L’objectif est rappelé à chaque séance, « place au plaisir dans la création ». Peu importe le résultat, nous ne sommes pas là pour réaliser une oeuvre d’art. L’objectif est de jouer avec la couleur, la forme, la matière qui deviennent des outils d’expression. S’ensuivront souvent une satisfaction et de la fierté. La gratification par l’objet favorise la renarcissisation, l’estime et la confiance en soi de la personne.

Les bienfaits liés à la pratique

Ils sont sont nombreux. En se reconnectant à ses éprouvés, la personne désorientée sort de son isolement. La personne ne se voit plus comme sujet malade mais comme une personne encore capable d’exprimer son monde intérieur. L’anxiété diminue, la dépression, qui est aussi un des symptômes de la maladie, laisse place à un mieux-être et un bien-être significatifs. Dans l’ici et maintenant, la personne redevient actrice. Elle élabore une oeuvre qui devient support de communication et de ce fait créateur de lien.

◆ DONNÉES SOURCES ◆
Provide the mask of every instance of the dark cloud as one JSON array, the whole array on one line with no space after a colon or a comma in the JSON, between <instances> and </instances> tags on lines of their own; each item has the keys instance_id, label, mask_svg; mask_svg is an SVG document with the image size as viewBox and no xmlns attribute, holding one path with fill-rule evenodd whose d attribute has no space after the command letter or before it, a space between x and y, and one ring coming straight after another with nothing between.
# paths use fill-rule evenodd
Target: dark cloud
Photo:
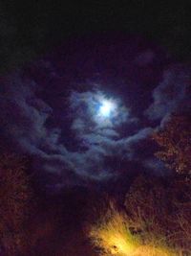
<instances>
[{"instance_id":1,"label":"dark cloud","mask_svg":"<svg viewBox=\"0 0 191 256\"><path fill-rule=\"evenodd\" d=\"M122 51L112 43L109 51L101 45L98 52L96 46L94 56L92 45L88 55L83 46L79 54L75 49L58 59L47 58L2 79L0 138L32 157L44 185L59 190L100 183L132 171L135 162L139 169L163 170L153 159L148 137L170 113L188 106L190 69L170 65L160 78L160 55L145 46L131 48L131 43L125 48L123 42ZM83 58L85 66L80 65ZM99 79L94 81L97 67ZM115 105L111 118L98 111L105 99Z\"/></svg>"},{"instance_id":2,"label":"dark cloud","mask_svg":"<svg viewBox=\"0 0 191 256\"><path fill-rule=\"evenodd\" d=\"M154 103L145 111L151 120L161 120L171 113L190 108L191 69L185 65L171 65L163 72L162 81L153 91Z\"/></svg>"}]
</instances>

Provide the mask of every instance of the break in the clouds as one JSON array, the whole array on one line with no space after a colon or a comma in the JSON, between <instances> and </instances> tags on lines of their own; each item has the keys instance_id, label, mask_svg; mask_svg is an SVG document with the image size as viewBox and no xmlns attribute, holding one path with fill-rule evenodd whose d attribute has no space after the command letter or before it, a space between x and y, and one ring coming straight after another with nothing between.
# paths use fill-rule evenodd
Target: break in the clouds
<instances>
[{"instance_id":1,"label":"break in the clouds","mask_svg":"<svg viewBox=\"0 0 191 256\"><path fill-rule=\"evenodd\" d=\"M71 65L50 59L1 80L2 144L30 154L44 184L59 189L101 182L134 171L133 162L159 172L148 137L173 111L189 106L190 69L177 64L160 70L153 49L128 47L120 48L124 54L118 56L114 48L115 61L108 60L101 69L105 48L103 55L94 57L94 65L82 68L74 57ZM76 58L82 57L86 62L91 58ZM115 76L112 70L117 70ZM152 86L146 87L149 82Z\"/></svg>"}]
</instances>

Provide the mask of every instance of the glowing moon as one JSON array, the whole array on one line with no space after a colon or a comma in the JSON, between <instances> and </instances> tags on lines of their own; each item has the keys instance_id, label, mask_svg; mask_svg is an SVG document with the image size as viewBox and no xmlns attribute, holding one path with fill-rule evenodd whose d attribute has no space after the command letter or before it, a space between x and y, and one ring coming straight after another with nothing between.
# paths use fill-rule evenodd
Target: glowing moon
<instances>
[{"instance_id":1,"label":"glowing moon","mask_svg":"<svg viewBox=\"0 0 191 256\"><path fill-rule=\"evenodd\" d=\"M99 107L99 114L103 117L110 117L111 113L116 109L116 105L108 100L104 100Z\"/></svg>"}]
</instances>

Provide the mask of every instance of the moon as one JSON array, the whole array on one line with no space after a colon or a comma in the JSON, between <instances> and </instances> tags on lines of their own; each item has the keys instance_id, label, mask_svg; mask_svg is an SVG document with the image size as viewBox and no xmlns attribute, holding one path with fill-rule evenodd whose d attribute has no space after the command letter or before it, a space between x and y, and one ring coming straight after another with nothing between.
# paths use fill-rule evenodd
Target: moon
<instances>
[{"instance_id":1,"label":"moon","mask_svg":"<svg viewBox=\"0 0 191 256\"><path fill-rule=\"evenodd\" d=\"M110 118L116 107L116 105L112 101L103 100L99 106L99 115L105 118Z\"/></svg>"}]
</instances>

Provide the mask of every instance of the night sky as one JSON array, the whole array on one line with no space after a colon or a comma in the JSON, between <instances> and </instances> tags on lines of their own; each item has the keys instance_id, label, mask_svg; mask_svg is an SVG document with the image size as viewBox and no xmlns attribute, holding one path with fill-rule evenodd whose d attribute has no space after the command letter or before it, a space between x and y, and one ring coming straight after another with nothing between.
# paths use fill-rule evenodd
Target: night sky
<instances>
[{"instance_id":1,"label":"night sky","mask_svg":"<svg viewBox=\"0 0 191 256\"><path fill-rule=\"evenodd\" d=\"M51 193L163 175L150 135L189 109L190 1L103 2L0 2L1 145Z\"/></svg>"}]
</instances>

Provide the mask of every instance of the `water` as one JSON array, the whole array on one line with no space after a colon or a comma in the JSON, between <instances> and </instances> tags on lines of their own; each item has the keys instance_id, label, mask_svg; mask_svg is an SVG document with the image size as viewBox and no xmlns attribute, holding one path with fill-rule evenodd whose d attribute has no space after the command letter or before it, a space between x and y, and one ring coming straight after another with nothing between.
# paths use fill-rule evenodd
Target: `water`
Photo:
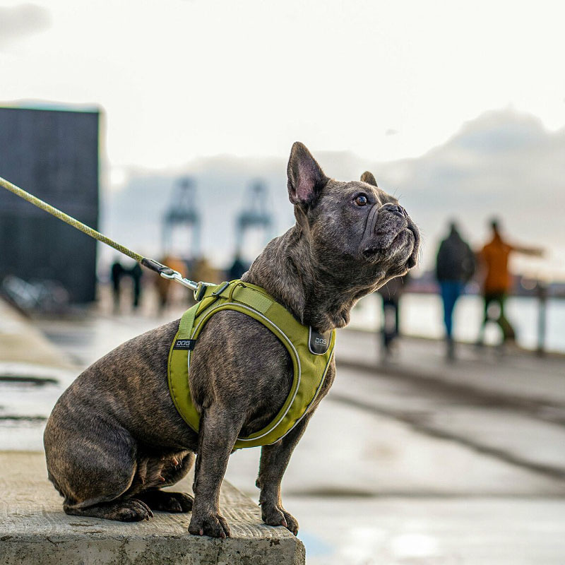
<instances>
[{"instance_id":1,"label":"water","mask_svg":"<svg viewBox=\"0 0 565 565\"><path fill-rule=\"evenodd\" d=\"M376 331L382 323L381 297L371 295L359 301L351 316L350 327ZM565 300L548 299L545 348L565 353ZM454 314L456 340L475 342L482 321L482 299L465 295L459 299ZM506 301L506 317L516 332L516 340L526 349L537 347L538 302L530 297L511 297ZM400 330L407 335L441 338L443 307L437 295L406 293L400 299ZM488 324L488 343L497 343L501 333L495 323Z\"/></svg>"}]
</instances>

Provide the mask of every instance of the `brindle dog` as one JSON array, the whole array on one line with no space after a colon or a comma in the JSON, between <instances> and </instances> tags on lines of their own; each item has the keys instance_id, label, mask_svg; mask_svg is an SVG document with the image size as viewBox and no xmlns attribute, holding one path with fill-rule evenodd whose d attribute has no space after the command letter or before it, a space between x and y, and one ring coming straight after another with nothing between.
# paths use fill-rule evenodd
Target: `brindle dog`
<instances>
[{"instance_id":1,"label":"brindle dog","mask_svg":"<svg viewBox=\"0 0 565 565\"><path fill-rule=\"evenodd\" d=\"M273 239L242 280L263 287L319 332L343 328L355 302L416 264L418 230L396 198L365 172L361 182L326 176L306 147L292 146L288 194L296 223ZM230 535L220 486L238 436L266 426L284 403L292 365L284 345L245 314L224 311L202 331L190 388L200 433L179 415L167 363L179 320L124 343L63 393L44 434L49 477L69 514L132 521L152 510L192 511L189 531ZM292 450L335 375L335 362L315 403L290 433L261 449L257 487L263 520L295 534L280 482ZM189 471L189 494L161 490Z\"/></svg>"}]
</instances>

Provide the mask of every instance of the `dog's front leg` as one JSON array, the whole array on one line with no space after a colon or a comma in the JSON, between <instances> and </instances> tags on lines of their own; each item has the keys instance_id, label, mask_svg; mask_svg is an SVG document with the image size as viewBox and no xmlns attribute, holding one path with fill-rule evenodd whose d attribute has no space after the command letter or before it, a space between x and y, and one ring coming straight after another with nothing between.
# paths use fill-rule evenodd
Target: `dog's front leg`
<instances>
[{"instance_id":1,"label":"dog's front leg","mask_svg":"<svg viewBox=\"0 0 565 565\"><path fill-rule=\"evenodd\" d=\"M220 513L220 487L242 427L240 420L220 405L213 405L201 415L194 502L189 525L191 534L230 537L230 528Z\"/></svg>"},{"instance_id":2,"label":"dog's front leg","mask_svg":"<svg viewBox=\"0 0 565 565\"><path fill-rule=\"evenodd\" d=\"M255 483L261 489L259 504L263 521L268 525L284 525L295 535L298 533L298 521L282 507L280 483L290 456L311 415L311 412L307 415L290 434L276 444L261 448L259 474Z\"/></svg>"}]
</instances>

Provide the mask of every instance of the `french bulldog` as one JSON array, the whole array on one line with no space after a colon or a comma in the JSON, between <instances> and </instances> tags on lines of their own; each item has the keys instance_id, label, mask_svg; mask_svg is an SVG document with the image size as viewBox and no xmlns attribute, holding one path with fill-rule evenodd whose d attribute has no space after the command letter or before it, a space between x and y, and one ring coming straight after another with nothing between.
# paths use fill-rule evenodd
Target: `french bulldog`
<instances>
[{"instance_id":1,"label":"french bulldog","mask_svg":"<svg viewBox=\"0 0 565 565\"><path fill-rule=\"evenodd\" d=\"M287 169L296 222L273 239L242 280L262 287L321 333L343 328L359 298L417 262L418 229L397 200L364 172L360 181L326 176L299 143ZM172 321L124 343L88 367L57 401L45 429L49 478L68 514L133 521L153 510L192 511L191 534L225 537L220 487L238 436L265 427L293 380L282 343L240 312L215 314L192 353L189 384L200 432L182 419L167 378ZM316 400L292 431L261 448L256 486L261 516L296 534L280 483L295 446L335 376L332 359ZM194 499L162 490L189 472Z\"/></svg>"}]
</instances>

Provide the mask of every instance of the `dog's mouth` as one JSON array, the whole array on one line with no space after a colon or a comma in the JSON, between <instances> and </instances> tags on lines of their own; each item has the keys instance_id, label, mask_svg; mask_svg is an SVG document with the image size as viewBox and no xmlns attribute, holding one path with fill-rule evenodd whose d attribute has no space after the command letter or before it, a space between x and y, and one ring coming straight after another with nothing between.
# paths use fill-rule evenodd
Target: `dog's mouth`
<instances>
[{"instance_id":1,"label":"dog's mouth","mask_svg":"<svg viewBox=\"0 0 565 565\"><path fill-rule=\"evenodd\" d=\"M386 261L410 269L417 263L420 232L403 208L375 206L367 218L361 253L371 263Z\"/></svg>"}]
</instances>

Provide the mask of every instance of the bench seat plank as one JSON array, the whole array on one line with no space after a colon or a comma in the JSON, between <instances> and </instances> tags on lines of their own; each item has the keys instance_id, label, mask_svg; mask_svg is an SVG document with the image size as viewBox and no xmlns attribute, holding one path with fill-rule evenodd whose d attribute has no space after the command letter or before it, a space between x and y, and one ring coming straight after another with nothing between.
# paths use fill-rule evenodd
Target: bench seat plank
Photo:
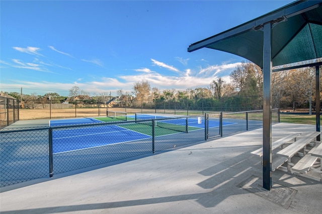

◆ CONSIGNE ◆
Recopiez mot pour mot le passage de l'extrait qui va de « Ils sont sont » jusqu'à « créateur de lien. » inclus. Basez-vous seulement sur l'extrait.

◆ RÉPONSE ◆
Ils sont sont nombreux. En se reconnectant à ses éprouvés, la personne désorientée sort de son isolement. La personne ne se voit plus comme sujet malade mais comme une personne encore capable d’exprimer son monde intérieur. L’anxiété diminue, la dépression, qui est aussi un des symptômes de la maladie, laisse place à un mieux-être et un bien-être significatifs. Dans l’ici et maintenant, la personne redevient actrice. Elle élabore une oeuvre qui devient support de communication et de ce fait créateur de lien.